— Start Records supplied —

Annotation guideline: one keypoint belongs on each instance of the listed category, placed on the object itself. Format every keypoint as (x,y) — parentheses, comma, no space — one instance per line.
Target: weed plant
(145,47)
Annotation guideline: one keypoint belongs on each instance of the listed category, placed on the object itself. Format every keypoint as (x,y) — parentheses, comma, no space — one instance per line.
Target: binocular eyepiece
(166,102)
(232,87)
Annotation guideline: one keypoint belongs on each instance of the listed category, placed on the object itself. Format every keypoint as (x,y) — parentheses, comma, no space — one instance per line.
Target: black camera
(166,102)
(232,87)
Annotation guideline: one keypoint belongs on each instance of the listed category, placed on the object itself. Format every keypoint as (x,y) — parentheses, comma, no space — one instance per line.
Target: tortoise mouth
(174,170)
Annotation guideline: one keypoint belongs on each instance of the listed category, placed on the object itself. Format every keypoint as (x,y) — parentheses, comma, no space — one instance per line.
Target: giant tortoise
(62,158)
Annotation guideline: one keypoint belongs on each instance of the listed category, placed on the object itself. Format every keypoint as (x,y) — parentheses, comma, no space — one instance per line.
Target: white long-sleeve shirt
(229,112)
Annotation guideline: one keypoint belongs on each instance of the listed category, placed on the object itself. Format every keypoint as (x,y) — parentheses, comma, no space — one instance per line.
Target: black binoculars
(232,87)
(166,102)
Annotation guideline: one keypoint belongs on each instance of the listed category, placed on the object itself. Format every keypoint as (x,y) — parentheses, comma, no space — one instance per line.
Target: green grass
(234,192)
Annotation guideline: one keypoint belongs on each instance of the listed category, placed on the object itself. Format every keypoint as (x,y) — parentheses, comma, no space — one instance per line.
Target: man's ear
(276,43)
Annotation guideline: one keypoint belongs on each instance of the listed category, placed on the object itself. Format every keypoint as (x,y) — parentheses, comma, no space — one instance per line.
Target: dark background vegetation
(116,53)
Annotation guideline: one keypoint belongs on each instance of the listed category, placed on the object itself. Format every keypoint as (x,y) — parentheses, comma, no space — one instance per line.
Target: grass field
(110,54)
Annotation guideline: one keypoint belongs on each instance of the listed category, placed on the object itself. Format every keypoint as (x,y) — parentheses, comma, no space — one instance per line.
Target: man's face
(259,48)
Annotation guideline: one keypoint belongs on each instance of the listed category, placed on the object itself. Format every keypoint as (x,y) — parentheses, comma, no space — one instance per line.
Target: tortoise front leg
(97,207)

— End Records supplied —
— Start Records supplied —

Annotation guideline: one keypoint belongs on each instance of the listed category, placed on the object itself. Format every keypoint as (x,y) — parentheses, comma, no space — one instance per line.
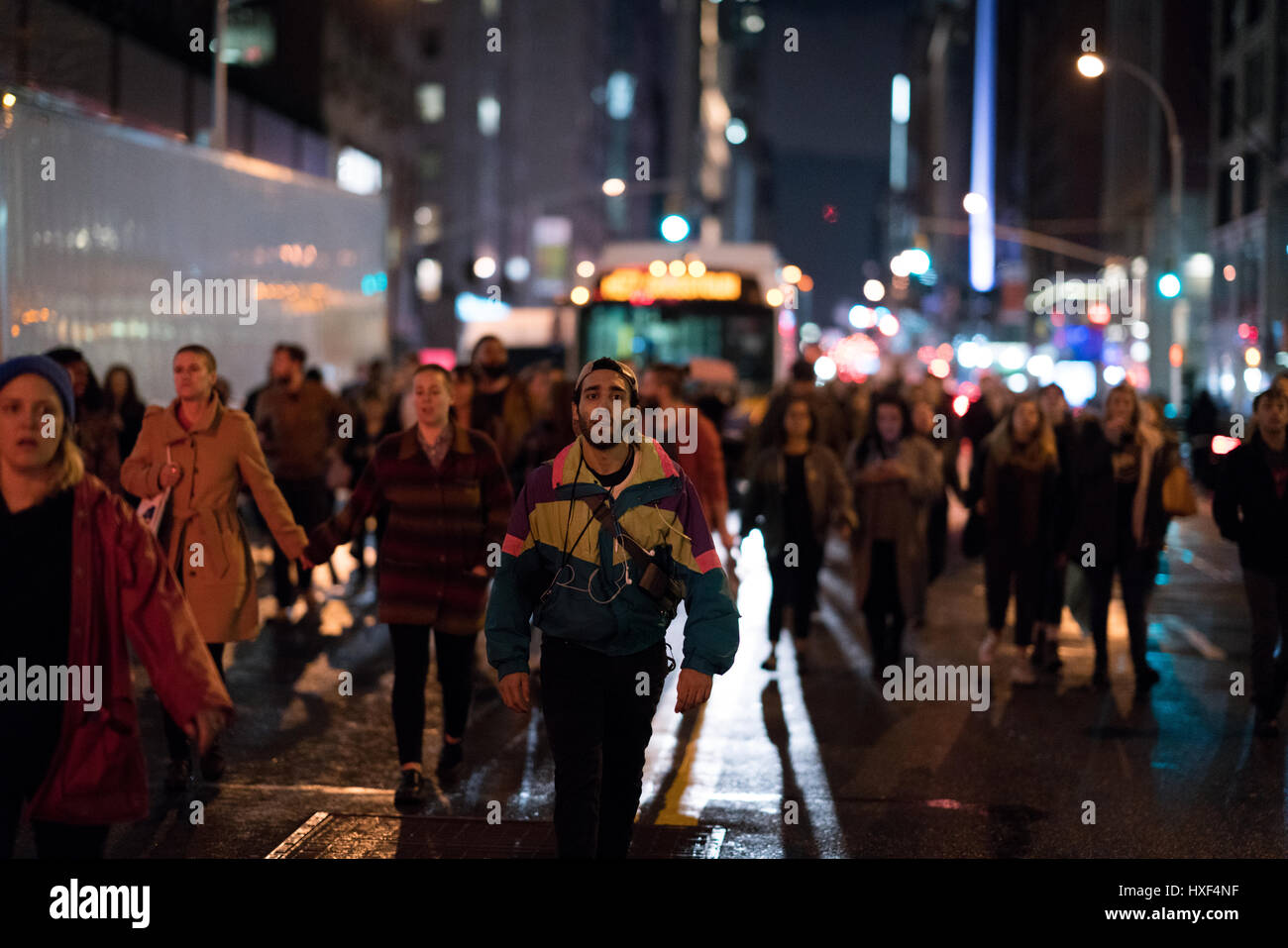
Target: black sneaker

— End Records supplied —
— Start Records supplied —

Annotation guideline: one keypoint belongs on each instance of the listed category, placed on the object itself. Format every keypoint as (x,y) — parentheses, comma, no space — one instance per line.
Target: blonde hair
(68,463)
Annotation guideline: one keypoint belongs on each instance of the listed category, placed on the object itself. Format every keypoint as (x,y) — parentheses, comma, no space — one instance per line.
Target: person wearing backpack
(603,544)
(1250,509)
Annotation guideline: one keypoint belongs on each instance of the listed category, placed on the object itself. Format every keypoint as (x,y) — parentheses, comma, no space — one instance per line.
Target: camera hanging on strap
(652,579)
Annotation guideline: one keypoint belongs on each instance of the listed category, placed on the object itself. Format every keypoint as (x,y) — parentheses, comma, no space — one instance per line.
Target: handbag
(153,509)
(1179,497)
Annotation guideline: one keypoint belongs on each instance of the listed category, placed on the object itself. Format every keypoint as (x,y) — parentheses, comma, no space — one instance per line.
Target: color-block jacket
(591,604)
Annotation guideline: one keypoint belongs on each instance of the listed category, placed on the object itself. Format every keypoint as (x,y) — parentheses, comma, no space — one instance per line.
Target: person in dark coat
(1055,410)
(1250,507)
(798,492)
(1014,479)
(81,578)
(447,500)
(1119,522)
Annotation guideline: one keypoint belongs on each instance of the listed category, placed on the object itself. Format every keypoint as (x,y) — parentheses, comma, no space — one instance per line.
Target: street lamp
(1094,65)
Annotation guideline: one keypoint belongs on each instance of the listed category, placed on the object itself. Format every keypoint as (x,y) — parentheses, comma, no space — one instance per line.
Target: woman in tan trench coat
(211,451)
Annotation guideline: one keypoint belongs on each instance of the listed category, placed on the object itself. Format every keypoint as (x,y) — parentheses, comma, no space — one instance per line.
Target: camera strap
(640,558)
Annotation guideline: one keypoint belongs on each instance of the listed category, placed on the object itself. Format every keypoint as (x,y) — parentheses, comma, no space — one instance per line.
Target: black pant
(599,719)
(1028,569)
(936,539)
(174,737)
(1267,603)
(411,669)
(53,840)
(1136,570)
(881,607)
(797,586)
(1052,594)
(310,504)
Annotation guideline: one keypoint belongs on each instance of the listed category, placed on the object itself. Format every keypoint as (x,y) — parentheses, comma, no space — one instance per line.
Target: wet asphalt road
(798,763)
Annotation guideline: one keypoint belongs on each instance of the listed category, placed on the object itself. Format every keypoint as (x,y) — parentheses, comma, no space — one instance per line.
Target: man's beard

— End Records supplied —

* [Written exercise]:
Report every line in the data above that contains the word "camera", copying each one in full.

* [Result of the task]:
Target: black camera
Target: camera hanging on strap
Target: camera strap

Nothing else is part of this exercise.